══ TEXT EXCERPT ══

We found school districts are facing a mounting pile of lawsuits alleging officials are failing to properly address incidents of alleged sexual violence among students. Those students and families say school officials are too slow to respond – failing to follow or put in place adequate rules and procedures, while lacking trained and independent investigators.

And we found that when schools discipline students for sexual assault – Black and Hispanic students are disciplined at much higher rates than white students.

GROPING IN WOBURN

“It definitely killed us,” Kevin Coucelos said. “No parent should go through that.”

Woburn father Kevin Coucelos said he remembers the day his son revealed the September 2021 attack in his high school locker room at Woburn Memorial High School.

“That he was sexually assaulted and jumped in the locker room and there was video,” Coucelos told Investigative Reporter and Anchor Kerry Kavanaugh.

His son was 14 at the time of the group assault after a football game.

He was punched, slapped and groped.

According to legal filings in the boys’ parents’ ongoing federal lawsuit, the son immediately told his assistant coach – but the school took no action.

“Doe immediately reported to… an assistant coach, ‘that he was just jumped and assaulted in the locker room,’ but no action was taken,” reads a Nov. 27 reply filed by lawyers for Woburn city and school officials.

The parents reported the incident to the police over two weeks later – after their son disclosed the incident to them.

“The next day, we sat down with the principal and the first words she said to me, my wife: ‘Why did you go to a police station? You should come to me directly,’” he said.

Coucelos said his son, who is Hispanic, feels discouraged and upset that the alleged perpetrator – who is white – was allowed to keep playing and allegedly ended up getting more football playing time than him.

And he said his son faced physical attacks, threats, intimidation, and cyber-harassment in the weeks following the attack.

Coucelos said: “He goes, ‘Dad, they failed me. They failed me bad.’”

Five football players were charged with the locker room pummeling, including one who faces an additional charge of indecent assault and battery for allegedly groping the then freshman. Two others were charged with attacking him in a separate incident.

═══
══ DATA PROVIDED ══

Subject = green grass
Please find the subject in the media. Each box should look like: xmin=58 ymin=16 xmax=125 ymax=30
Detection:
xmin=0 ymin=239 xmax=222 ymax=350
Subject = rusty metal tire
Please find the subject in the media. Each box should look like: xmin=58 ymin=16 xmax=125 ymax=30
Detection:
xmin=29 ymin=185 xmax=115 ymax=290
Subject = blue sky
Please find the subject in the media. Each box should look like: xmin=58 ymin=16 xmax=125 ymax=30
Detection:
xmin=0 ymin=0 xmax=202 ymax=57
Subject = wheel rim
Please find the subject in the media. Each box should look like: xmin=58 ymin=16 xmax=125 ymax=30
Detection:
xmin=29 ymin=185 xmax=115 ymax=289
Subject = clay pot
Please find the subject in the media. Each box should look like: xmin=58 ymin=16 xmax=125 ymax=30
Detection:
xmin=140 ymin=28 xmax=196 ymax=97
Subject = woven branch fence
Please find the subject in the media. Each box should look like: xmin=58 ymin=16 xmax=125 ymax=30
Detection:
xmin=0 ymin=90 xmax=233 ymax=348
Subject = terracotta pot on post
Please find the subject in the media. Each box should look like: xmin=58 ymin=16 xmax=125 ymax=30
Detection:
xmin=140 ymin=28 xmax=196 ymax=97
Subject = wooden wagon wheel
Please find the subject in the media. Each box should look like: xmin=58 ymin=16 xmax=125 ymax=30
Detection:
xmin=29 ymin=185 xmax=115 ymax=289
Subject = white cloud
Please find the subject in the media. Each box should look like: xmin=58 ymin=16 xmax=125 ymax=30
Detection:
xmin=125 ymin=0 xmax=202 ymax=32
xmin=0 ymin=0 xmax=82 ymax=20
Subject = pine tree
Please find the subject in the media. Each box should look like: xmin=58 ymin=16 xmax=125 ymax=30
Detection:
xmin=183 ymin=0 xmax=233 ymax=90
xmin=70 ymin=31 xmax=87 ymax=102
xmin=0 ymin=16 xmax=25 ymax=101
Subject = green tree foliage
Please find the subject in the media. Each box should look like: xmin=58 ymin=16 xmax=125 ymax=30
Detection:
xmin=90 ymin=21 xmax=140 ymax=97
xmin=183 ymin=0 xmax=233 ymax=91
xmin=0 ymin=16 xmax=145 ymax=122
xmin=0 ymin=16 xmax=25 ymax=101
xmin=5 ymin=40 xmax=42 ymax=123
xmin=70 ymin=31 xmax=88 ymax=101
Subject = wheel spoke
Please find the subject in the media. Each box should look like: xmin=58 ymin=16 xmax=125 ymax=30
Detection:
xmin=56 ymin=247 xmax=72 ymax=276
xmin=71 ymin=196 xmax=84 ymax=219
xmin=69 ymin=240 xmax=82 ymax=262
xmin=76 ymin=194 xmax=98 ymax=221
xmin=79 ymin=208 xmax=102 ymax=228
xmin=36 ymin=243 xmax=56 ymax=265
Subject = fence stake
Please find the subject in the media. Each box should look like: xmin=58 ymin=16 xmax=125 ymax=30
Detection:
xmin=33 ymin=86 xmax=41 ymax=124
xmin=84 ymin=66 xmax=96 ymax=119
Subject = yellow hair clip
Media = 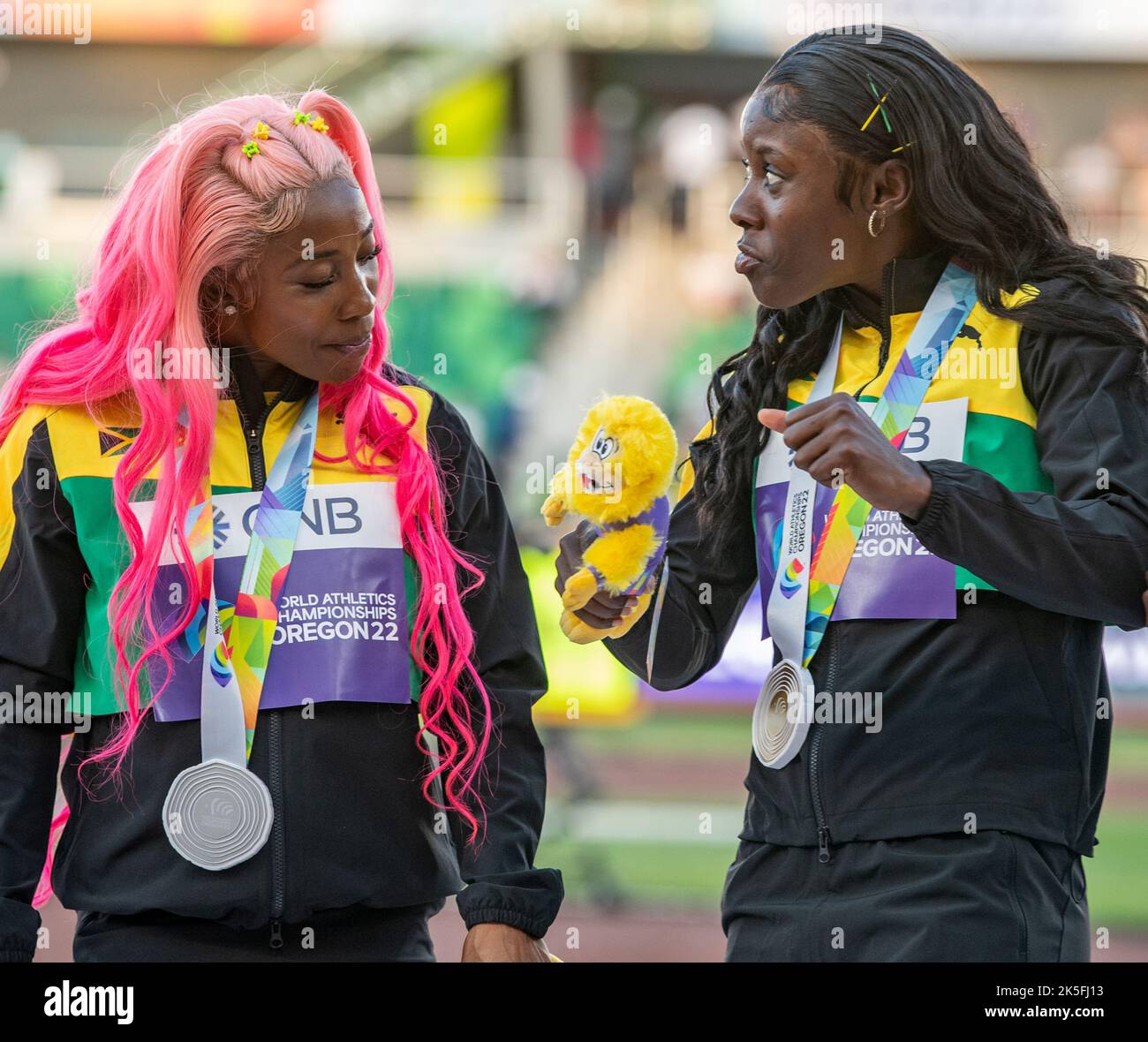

═══

AIM 1 —
Rewrite the paragraph of the news excerpt beginning "Five football players were charged" as a bulleted list, keeping its main facts.
AIM 2 —
In the entries, scale the answer box coordinates between the line holding "Subject = blue sky" and the line holding "xmin=0 ymin=0 xmax=202 ymax=57", inclusive. Multiply each by 1.1 and round to whole numbers, halves up, then give only those lines again, requests included, leaving the requests and their format sample unchanged.

WRITTEN ANSWER 1 —
- Five football players were charged with the locker room pummeling.
- One of them faces an additional charge of indecent assault and battery for allegedly groping the then freshman.
- Two others were charged with attacking him in a separate incident.

WRITTEN ANSWER 2 —
Subject = blue sky
Please find the subject in the media. Each box should look like: xmin=58 ymin=16 xmax=125 ymax=30
Detection:
xmin=0 ymin=0 xmax=222 ymax=63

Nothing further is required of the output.